**WHAT YOU NEED TO DO**. Rewrite every line of the items below, requests included, from the line containing "For the vegetable" through the end of the items. Rescale each coordinate in the answers by multiplying it by 2.2 and rounding to the nearest whole number, with halves rounded up.

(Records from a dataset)
★ ★ ★ ★ ★

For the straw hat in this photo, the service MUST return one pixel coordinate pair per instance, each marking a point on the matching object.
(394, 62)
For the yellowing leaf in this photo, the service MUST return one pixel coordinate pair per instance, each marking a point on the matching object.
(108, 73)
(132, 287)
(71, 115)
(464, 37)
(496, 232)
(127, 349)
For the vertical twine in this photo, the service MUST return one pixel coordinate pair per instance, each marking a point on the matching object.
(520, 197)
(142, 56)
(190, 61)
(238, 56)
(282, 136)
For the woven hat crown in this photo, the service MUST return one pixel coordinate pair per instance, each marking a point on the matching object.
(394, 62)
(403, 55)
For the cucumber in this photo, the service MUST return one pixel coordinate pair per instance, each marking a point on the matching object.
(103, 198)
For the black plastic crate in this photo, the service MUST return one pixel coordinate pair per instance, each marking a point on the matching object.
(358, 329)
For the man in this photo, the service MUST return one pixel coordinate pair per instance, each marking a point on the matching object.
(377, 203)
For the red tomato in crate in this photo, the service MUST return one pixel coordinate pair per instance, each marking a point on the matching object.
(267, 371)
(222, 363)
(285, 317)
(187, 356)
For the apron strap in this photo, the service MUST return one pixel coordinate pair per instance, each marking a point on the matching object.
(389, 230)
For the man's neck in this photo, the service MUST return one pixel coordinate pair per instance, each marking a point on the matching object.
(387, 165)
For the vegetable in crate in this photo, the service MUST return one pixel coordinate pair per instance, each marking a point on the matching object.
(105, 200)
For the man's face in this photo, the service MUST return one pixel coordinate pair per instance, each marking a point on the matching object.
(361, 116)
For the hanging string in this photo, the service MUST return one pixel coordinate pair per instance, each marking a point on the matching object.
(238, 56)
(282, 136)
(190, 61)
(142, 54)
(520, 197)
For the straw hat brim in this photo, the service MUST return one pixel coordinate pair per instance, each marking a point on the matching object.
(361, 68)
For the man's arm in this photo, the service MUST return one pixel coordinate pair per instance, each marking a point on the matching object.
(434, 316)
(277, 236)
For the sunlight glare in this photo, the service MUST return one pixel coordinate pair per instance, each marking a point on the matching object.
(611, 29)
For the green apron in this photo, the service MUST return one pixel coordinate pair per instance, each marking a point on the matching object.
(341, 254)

★ ★ ★ ★ ★

**ANSWER TO THE PROBLEM**.
For the vegetable in crate in this photo, the service MUST return one pixel coordinate pair per instance, each marking a point on the matching object.
(231, 440)
For the man's face in this photo, the service MUST return one pixel coordinate pair per instance, each marking a point on the matching object.
(794, 255)
For the hanging string in this photo, the service MUST return one pixel coordinate pair per instance, each marking a point on the matching object.
(524, 123)
(620, 299)
(418, 134)
(312, 119)
(1144, 433)
For the straw hat brim in this photo, the service MUST return one pixel coordinate pair per instance, each marking a point on the matching object.
(794, 150)
For the man's arm in this photo, the service MUST return one pixel coordinate pair per instance, each marking a point on the matching object.
(955, 695)
(609, 519)
For the sunlight glare in this photo, the service MUST return one pixel coordinate pair per instance, each marking a point on the matching object.
(1344, 64)
For the green apron in this photo, the service MUST return one pixel coordinate pair per instance, each marking a point on the matching object.
(750, 559)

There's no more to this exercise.